__Activity__:
Whenever a line in the listing contains "cracker", copy that line.

——————

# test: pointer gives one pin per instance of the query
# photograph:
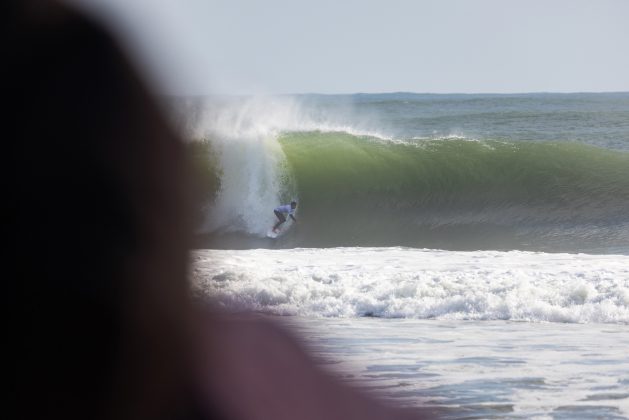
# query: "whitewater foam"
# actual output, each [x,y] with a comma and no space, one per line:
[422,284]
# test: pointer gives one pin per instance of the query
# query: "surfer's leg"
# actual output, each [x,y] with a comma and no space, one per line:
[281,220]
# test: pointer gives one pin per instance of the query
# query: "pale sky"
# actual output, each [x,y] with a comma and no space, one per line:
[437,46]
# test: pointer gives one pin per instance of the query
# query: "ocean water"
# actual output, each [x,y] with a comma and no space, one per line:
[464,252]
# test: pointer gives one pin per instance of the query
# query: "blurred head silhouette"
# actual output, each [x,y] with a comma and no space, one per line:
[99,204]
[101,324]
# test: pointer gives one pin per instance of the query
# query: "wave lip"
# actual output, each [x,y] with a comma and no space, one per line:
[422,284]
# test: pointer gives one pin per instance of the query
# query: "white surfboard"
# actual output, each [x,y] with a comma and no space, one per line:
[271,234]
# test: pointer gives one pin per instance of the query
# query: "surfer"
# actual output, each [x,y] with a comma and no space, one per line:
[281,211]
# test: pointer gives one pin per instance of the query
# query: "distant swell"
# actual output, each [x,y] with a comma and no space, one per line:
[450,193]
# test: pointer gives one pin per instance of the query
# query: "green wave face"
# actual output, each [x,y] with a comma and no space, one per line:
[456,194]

——————

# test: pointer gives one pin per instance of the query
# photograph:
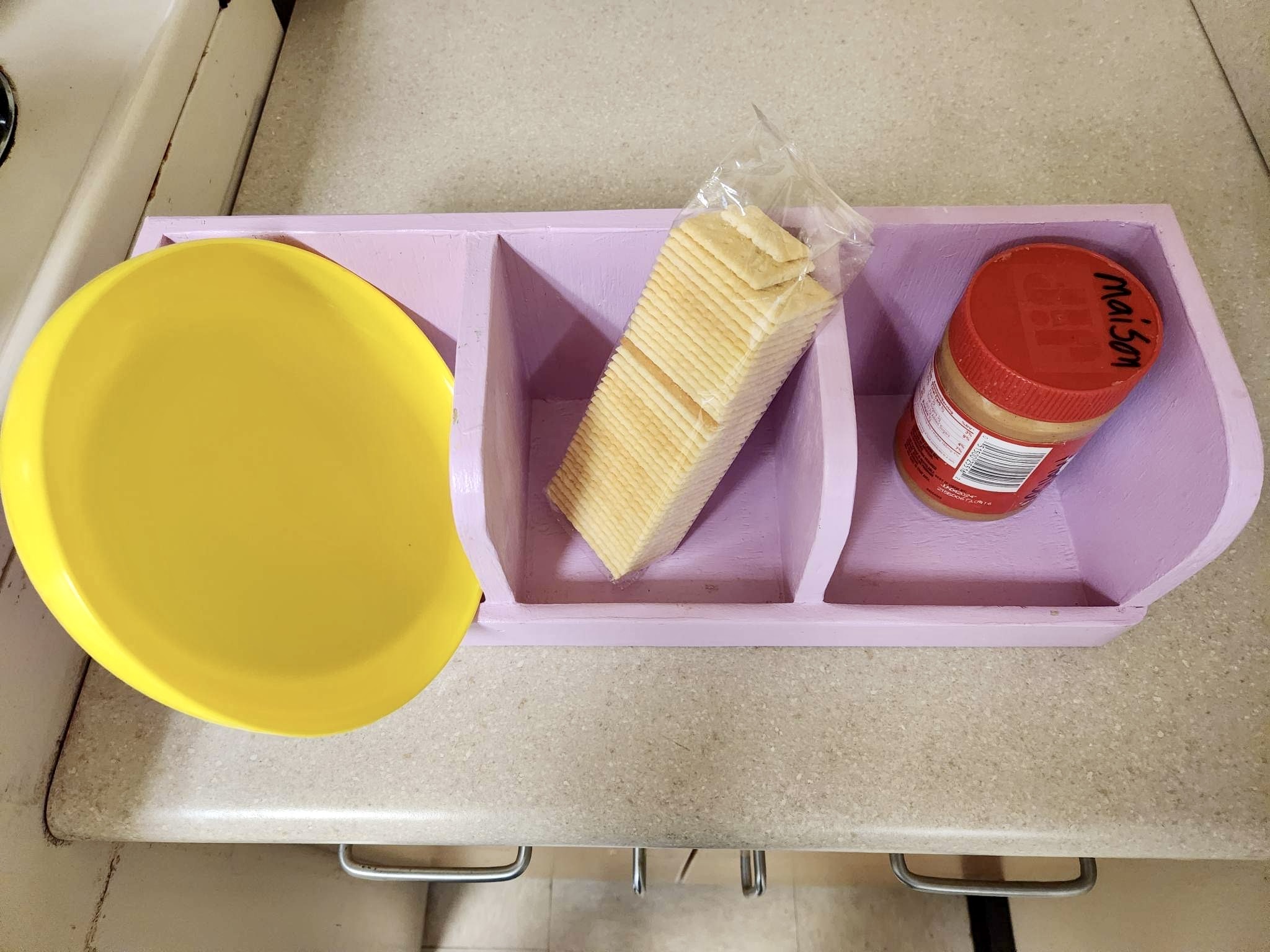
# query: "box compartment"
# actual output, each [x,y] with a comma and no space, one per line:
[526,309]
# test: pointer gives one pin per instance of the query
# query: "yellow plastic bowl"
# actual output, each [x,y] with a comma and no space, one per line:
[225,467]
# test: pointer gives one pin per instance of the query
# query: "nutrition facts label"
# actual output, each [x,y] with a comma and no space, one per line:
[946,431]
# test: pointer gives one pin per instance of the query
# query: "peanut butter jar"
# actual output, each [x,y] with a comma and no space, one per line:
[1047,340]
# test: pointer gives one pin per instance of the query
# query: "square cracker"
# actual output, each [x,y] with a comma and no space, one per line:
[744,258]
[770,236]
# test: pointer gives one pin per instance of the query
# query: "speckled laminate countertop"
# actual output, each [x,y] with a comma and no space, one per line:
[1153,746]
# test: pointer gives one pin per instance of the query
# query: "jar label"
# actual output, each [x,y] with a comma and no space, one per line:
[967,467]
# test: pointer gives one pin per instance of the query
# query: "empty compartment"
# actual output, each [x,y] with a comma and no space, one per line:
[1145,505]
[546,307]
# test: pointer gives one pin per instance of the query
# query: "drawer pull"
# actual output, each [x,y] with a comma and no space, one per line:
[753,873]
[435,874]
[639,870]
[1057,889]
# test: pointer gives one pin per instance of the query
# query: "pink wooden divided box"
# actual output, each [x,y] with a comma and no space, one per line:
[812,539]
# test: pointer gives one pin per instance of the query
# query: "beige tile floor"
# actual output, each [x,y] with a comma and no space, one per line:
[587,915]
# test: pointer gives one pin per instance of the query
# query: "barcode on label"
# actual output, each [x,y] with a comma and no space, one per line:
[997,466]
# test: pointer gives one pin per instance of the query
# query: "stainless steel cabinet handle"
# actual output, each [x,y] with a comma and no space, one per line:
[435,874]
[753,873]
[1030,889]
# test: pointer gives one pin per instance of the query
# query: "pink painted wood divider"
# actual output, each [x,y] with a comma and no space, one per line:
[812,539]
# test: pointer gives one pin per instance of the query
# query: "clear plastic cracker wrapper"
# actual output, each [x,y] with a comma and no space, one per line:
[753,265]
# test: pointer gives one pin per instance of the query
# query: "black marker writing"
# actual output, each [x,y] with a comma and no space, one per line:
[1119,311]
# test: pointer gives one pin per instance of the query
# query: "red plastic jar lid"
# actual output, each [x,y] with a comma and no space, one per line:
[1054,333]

——————

__Written solution__:
# query: "square cracker"
# query: "clear plastic cracker wrapper"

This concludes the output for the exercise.